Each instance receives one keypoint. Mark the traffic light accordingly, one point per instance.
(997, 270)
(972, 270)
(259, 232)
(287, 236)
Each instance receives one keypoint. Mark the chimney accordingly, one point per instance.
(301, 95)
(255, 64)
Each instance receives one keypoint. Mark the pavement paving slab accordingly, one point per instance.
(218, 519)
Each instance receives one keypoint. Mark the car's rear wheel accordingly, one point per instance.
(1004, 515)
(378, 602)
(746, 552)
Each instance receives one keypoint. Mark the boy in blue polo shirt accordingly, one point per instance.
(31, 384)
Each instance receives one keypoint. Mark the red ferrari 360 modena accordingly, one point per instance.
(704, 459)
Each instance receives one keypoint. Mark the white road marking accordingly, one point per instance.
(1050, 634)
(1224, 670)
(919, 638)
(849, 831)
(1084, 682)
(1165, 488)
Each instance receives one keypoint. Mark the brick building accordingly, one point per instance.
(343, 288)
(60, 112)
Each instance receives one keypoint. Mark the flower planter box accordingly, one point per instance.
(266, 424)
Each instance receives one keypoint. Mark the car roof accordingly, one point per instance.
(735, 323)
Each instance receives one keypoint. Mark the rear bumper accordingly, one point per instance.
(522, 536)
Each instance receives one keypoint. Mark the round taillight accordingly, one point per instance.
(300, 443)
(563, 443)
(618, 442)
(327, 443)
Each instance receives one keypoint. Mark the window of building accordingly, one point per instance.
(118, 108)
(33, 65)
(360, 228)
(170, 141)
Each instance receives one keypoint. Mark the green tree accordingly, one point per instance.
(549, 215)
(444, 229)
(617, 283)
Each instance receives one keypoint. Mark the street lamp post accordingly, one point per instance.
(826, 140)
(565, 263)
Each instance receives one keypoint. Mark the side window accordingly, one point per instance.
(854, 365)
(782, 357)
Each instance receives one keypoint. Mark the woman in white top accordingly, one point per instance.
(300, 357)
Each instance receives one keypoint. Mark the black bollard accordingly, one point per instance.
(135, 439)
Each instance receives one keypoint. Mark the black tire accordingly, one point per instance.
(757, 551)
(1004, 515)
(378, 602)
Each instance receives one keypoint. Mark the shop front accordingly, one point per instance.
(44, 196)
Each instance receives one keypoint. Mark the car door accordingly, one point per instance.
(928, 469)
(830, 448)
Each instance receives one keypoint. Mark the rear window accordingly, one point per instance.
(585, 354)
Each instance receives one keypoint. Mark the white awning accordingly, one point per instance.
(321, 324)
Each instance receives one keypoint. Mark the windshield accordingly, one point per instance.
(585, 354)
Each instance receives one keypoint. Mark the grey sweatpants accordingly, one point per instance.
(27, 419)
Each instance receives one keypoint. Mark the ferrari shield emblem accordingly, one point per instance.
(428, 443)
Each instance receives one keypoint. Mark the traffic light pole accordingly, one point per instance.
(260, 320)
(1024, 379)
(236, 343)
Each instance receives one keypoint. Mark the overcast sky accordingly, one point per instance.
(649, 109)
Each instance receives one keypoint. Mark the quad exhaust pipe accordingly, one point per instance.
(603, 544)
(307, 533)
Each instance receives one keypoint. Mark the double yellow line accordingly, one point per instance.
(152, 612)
----------
Exercise requirements
Starting with the line containing "Each instance receives one keypoint. Mark the green" and going on through the last line, write out those lines again with "keypoint" changed to "marker point" and everything else unchanged. Give only those lines.

Solution for this exercise
Each instance receives one marker point. Mark the green tree accordingly, one point per instance.
(549, 215)
(444, 229)
(617, 283)
Each instance receives one marker point. Mark the street lamp post accordingly, one point per instance.
(826, 140)
(565, 263)
Each instance receives one marker point. Mark the side window accordingly, one point per instance.
(854, 365)
(782, 357)
Each instance receives one marker point. Mark the woman in white top accordingly, one point per instance.
(300, 357)
Each instance receives one marker point. Mark the black bollard accordingly, one point per instance.
(135, 439)
Each instance receives one marker point. Mark the black tire accordingly, one point per instance.
(757, 551)
(1004, 515)
(378, 602)
Each instance receives one marker point. Mark the shop front accordingly, one point per instance.
(44, 196)
Each instance receives one marker point. Mark the car door accordingly, one point per instance.
(928, 469)
(830, 448)
Each instance receives one marker point. Mark the rear window accordingly, one point per instance.
(585, 354)
Each instance receives one marker point. Mark the white awning accordingly, one point per instance.
(321, 324)
Each instance receives one marker point. Mark the windshield accordingly, one point per instance.
(585, 354)
Each instance receives one marker point. Mark the grey sweatpants accordingly, one point per instance.
(27, 419)
Each instance receives one marker point. Mark the ferrari shield emblem accordingly, one point per instance.
(428, 443)
Each instance receives one marker point. Mark the traffic light pole accordingly, one point per instance.
(260, 320)
(1024, 379)
(236, 343)
Each instance receives one marker point. Mark the overcast sky accordingly, one point per instance.
(649, 109)
Each instance receives one marker point. Mark the quad exhaust pipe accordingly, one point per instance.
(603, 544)
(307, 533)
Each instance receives one marker point. Mark the double yellow line accordingly, one point per instance.
(152, 612)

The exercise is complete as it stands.